-------- INPUT FOR THIS TASK

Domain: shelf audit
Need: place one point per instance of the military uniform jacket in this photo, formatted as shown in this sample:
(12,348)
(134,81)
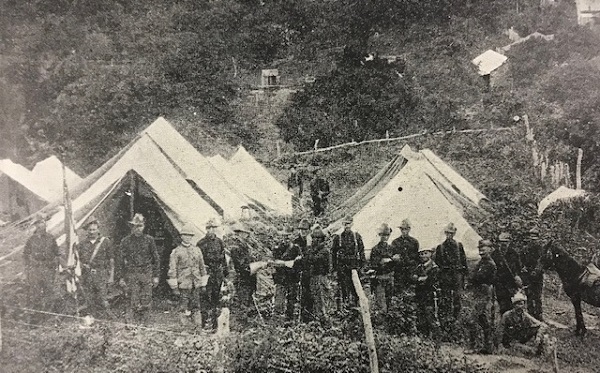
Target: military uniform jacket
(450,257)
(316,260)
(319,188)
(427,289)
(240,256)
(186,265)
(213,251)
(531,260)
(104,255)
(483,278)
(41,250)
(348,250)
(382,250)
(508,266)
(408,249)
(139,252)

----------------

**DO THIS:** Could you rewrite all of these lines with "military uniform jacket" swapped for "dress coat" and nothing else altered? Leave the pictures out.

**FINISHED ANSWER:**
Domain: shelf audit
Need: place one point per instance of the dress coat in this photo, formatted as shown in this sample:
(12,348)
(134,81)
Target: dress coat
(450,257)
(316,260)
(319,188)
(427,289)
(240,256)
(186,265)
(213,251)
(531,260)
(104,255)
(483,278)
(41,250)
(348,250)
(382,250)
(508,266)
(408,249)
(139,252)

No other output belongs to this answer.